Task details = Can you gather every line in the records below that contains the string "white" and copy each one out? Count only matches with the same capitalization.

[Collected data]
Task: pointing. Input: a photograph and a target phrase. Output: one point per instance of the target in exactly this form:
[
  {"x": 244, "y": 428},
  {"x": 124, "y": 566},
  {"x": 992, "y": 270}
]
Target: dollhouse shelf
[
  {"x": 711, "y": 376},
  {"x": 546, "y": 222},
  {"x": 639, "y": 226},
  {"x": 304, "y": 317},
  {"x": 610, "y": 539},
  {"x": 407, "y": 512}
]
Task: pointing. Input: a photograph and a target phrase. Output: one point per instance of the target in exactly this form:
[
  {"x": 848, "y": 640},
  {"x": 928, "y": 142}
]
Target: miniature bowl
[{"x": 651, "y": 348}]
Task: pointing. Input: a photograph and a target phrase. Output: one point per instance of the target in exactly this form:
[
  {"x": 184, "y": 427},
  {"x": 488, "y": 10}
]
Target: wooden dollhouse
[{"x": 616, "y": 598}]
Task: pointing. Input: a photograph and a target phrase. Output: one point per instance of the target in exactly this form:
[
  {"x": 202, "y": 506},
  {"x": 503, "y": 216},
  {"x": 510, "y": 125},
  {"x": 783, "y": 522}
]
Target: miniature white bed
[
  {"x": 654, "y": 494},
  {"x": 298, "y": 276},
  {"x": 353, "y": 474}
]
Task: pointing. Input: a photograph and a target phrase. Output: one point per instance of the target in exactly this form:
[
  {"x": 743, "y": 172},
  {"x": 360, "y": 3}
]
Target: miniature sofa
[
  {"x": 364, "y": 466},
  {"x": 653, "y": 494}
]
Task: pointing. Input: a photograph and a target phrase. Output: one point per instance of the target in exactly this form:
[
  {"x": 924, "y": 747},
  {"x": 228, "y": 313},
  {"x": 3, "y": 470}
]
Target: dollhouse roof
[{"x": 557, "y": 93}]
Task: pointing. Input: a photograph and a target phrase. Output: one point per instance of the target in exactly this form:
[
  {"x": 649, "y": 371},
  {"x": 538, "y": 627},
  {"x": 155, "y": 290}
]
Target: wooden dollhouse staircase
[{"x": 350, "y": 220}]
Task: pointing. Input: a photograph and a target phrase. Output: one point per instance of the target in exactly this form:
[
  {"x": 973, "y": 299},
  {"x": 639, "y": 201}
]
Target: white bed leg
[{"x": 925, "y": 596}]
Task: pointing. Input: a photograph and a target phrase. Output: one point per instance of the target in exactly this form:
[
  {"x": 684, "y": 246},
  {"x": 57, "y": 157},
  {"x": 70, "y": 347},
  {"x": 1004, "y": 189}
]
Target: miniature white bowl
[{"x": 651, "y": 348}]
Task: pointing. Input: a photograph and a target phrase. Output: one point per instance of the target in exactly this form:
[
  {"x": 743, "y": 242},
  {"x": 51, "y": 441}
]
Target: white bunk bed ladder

...

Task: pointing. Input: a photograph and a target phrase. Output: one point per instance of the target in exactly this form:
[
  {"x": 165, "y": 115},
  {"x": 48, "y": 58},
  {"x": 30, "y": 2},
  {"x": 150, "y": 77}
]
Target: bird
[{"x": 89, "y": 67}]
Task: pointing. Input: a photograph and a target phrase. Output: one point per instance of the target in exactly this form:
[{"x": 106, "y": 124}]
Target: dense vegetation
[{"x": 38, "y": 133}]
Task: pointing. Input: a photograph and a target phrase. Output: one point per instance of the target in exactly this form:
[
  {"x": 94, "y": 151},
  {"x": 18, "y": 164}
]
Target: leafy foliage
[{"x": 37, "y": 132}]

Result for this task =
Target: miniature white bed
Target: white bed leg
Target: miniature white bowl
Target: white bunk bed ladder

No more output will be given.